## What this task involves
Every line in the records below between the one holding "For every instance of the woman's face, record" and the one holding "For every instance of the bare", inclusive, is to be set down exactly; all other lines are to be left out.

## Dataset records
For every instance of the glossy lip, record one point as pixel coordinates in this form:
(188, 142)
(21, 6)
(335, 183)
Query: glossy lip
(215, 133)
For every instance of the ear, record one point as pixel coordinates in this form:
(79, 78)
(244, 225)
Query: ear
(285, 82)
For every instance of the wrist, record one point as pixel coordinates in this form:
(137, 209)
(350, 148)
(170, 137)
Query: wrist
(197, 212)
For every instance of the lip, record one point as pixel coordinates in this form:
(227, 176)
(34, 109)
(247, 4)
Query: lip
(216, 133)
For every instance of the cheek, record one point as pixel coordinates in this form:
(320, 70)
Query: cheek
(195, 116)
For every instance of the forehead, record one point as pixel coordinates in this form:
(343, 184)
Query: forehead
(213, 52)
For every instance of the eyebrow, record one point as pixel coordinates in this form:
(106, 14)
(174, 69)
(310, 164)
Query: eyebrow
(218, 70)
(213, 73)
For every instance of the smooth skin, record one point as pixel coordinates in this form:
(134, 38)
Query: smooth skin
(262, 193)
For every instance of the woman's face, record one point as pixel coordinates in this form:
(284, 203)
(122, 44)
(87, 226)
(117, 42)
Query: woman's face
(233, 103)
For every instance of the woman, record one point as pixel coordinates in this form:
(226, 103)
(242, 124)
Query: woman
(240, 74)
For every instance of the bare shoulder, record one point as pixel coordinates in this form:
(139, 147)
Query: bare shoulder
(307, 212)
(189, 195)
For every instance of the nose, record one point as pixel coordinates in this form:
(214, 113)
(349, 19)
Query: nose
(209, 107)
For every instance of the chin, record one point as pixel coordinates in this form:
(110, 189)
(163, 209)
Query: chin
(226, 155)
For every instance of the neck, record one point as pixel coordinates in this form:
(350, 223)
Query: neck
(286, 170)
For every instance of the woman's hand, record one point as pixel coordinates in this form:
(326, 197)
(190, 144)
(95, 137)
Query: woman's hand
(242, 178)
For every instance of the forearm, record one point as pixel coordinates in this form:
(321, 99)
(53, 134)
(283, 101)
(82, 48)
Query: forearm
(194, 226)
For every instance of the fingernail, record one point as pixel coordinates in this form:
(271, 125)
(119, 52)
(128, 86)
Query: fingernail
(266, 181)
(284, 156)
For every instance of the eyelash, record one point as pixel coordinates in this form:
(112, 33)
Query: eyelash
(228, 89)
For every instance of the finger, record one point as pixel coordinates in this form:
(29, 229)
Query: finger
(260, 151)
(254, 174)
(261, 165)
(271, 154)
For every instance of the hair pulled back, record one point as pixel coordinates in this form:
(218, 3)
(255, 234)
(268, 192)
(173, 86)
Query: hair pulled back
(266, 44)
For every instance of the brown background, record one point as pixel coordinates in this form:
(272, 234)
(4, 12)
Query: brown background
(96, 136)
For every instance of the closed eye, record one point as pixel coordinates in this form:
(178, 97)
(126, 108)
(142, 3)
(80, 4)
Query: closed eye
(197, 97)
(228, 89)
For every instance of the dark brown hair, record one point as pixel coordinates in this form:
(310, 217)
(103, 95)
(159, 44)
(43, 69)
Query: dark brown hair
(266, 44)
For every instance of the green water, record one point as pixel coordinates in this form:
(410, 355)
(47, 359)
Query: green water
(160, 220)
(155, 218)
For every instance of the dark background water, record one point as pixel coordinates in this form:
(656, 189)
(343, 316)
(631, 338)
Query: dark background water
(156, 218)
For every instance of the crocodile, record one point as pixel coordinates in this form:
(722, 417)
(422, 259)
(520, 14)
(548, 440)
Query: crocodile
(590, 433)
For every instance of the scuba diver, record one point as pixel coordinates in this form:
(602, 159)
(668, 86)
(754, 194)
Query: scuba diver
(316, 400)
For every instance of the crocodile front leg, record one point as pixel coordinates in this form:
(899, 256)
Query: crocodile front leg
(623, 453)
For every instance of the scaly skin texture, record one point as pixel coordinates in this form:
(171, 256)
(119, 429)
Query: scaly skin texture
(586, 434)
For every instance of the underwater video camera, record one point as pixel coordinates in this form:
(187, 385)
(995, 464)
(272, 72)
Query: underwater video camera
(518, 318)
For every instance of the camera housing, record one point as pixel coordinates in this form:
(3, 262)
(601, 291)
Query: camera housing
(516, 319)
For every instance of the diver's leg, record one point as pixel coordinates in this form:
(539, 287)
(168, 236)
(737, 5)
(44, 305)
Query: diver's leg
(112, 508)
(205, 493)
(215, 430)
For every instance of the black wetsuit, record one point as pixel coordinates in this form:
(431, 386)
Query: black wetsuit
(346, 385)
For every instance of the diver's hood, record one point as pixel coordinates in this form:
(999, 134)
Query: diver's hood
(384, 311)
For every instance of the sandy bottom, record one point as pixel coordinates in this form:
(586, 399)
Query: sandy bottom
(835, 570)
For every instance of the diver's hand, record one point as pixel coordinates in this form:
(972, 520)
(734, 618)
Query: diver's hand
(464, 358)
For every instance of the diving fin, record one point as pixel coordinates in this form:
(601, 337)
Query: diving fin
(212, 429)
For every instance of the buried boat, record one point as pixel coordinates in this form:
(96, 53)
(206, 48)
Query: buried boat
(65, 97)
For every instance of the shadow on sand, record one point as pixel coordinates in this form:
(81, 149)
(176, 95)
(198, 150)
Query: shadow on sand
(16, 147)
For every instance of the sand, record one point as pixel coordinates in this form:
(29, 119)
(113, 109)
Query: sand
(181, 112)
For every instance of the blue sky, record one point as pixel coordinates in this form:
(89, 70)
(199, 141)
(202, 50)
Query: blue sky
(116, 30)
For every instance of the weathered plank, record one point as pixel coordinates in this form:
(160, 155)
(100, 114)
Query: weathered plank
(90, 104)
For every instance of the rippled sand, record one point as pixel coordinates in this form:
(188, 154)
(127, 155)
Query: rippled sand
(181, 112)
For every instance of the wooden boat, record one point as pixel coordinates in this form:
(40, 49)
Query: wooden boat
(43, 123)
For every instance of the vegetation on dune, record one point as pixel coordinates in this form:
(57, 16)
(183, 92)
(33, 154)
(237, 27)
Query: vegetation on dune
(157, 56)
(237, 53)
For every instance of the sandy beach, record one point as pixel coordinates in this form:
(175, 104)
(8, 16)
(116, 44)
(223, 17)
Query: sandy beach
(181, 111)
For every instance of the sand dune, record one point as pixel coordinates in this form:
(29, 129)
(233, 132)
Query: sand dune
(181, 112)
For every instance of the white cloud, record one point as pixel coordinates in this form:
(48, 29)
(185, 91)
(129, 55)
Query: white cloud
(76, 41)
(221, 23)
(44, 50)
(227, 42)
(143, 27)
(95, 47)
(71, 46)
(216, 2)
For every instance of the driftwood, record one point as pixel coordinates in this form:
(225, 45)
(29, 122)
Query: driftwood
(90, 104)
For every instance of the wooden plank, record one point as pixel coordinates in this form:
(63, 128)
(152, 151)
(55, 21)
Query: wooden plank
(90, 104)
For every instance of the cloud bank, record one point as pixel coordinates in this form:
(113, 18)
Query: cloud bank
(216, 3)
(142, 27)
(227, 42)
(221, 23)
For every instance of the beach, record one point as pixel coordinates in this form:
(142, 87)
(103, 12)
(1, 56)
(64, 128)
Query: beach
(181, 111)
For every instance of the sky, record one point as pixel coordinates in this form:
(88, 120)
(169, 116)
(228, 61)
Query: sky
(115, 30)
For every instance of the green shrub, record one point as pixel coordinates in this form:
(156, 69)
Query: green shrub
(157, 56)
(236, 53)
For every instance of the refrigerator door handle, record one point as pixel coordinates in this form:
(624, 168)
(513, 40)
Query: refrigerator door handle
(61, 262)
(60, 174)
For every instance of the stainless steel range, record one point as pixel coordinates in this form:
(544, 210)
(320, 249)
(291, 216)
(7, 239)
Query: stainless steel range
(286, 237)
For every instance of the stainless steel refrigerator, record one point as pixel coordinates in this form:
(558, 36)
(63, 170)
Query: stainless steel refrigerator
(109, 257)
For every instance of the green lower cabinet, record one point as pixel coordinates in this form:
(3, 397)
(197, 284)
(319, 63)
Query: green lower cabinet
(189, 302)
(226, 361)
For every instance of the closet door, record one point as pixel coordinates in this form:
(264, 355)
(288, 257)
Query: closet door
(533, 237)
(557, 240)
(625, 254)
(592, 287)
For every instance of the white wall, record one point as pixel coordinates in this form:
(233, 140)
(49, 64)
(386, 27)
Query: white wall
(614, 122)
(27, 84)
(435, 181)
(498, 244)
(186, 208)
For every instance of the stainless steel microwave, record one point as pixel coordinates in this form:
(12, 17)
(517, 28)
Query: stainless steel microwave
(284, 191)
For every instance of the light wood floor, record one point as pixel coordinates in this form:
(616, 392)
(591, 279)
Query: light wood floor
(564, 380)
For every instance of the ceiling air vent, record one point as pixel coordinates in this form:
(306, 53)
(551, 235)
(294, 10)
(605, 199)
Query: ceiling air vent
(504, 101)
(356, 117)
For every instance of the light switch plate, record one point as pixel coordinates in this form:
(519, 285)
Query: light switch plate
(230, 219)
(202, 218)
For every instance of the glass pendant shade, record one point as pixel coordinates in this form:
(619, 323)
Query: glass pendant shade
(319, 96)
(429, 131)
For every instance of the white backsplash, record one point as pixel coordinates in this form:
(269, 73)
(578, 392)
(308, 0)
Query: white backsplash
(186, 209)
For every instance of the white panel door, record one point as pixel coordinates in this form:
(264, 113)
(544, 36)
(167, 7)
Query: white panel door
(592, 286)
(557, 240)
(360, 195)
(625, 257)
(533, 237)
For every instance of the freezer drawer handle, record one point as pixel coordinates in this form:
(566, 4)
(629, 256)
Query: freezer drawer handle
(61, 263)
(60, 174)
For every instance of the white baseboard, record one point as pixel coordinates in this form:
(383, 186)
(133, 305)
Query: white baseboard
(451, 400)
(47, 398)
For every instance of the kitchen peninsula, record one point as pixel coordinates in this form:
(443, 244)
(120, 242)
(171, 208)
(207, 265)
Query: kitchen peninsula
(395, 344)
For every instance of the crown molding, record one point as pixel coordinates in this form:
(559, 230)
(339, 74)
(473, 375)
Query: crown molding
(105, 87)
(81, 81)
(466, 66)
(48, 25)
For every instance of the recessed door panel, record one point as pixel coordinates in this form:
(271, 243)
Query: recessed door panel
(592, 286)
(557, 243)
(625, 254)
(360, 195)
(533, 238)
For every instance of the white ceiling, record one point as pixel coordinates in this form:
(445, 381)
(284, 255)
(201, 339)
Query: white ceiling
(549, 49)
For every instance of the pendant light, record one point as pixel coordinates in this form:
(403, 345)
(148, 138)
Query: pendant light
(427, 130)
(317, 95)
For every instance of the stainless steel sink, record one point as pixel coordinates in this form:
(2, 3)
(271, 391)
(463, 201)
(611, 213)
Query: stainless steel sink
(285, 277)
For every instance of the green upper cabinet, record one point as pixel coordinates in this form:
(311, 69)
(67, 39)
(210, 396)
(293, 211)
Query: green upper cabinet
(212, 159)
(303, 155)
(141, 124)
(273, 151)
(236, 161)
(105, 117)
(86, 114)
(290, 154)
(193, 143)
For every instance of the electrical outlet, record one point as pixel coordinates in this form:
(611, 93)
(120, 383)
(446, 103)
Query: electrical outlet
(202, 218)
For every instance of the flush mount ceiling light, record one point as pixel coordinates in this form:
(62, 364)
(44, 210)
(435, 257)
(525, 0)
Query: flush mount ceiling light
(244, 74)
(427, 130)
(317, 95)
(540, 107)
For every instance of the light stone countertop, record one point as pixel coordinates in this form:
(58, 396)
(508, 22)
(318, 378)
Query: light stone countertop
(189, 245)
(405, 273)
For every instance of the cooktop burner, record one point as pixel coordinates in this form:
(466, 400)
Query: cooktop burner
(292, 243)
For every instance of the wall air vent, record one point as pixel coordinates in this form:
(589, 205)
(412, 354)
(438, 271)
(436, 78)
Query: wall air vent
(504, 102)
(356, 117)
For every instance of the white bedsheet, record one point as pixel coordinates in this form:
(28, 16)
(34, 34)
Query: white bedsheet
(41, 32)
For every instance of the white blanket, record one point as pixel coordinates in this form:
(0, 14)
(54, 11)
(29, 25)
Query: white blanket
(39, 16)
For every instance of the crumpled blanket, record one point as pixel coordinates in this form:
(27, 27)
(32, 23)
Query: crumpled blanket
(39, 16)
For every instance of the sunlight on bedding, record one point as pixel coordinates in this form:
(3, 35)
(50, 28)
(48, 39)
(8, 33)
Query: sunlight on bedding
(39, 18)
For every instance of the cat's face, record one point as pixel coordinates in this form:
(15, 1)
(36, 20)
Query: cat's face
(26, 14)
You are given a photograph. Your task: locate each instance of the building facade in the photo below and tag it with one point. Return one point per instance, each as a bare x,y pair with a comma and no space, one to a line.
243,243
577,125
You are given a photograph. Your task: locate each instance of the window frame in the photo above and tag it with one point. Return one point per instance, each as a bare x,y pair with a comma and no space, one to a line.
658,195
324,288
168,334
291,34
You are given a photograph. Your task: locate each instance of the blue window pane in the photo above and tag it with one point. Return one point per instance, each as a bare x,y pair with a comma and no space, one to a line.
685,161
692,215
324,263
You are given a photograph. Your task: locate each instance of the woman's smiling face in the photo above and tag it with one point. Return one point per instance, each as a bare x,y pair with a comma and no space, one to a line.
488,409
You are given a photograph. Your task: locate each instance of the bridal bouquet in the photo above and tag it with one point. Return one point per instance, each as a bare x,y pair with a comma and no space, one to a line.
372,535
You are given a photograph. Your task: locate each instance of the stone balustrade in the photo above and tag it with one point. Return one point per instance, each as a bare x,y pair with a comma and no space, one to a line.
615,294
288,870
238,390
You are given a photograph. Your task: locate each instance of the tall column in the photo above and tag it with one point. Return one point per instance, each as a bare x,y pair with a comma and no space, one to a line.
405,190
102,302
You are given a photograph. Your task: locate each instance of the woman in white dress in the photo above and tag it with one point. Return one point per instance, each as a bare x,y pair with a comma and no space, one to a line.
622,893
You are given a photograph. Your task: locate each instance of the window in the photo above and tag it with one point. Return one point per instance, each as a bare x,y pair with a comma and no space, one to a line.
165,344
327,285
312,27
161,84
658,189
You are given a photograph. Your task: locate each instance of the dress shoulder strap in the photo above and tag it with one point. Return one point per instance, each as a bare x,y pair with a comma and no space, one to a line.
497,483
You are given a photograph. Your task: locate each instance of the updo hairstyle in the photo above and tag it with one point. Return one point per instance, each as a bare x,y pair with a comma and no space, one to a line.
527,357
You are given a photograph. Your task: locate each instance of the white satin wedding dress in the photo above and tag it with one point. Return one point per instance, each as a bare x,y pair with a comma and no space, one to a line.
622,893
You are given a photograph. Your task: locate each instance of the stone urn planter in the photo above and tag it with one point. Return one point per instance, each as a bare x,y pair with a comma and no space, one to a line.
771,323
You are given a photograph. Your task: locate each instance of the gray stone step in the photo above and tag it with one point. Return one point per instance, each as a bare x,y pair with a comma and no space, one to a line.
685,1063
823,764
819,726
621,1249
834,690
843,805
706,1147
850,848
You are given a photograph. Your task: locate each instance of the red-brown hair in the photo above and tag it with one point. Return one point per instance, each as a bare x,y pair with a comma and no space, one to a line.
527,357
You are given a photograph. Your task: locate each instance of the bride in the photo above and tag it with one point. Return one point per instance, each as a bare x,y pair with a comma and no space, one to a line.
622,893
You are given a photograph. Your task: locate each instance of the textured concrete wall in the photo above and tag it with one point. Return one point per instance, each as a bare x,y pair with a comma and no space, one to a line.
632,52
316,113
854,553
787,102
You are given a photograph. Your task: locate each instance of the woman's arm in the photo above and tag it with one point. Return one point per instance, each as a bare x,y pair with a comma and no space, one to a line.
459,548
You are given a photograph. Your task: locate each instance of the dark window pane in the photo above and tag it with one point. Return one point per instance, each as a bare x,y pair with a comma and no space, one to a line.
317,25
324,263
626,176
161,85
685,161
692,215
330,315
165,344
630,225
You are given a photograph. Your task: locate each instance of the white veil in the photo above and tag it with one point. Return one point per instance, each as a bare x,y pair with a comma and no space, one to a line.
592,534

## Problem solution
For every instance of the woman's face, record one point as pixel coordinates in this form:
(284, 203)
(122, 44)
(87, 226)
(117, 42)
Query: woman's face
(233, 103)
For every instance of the woman, record one point as pixel coordinates in this form:
(226, 103)
(242, 124)
Query: woman
(240, 74)
For every instance of the bare shoulder, record one point as pixel coordinates in this form:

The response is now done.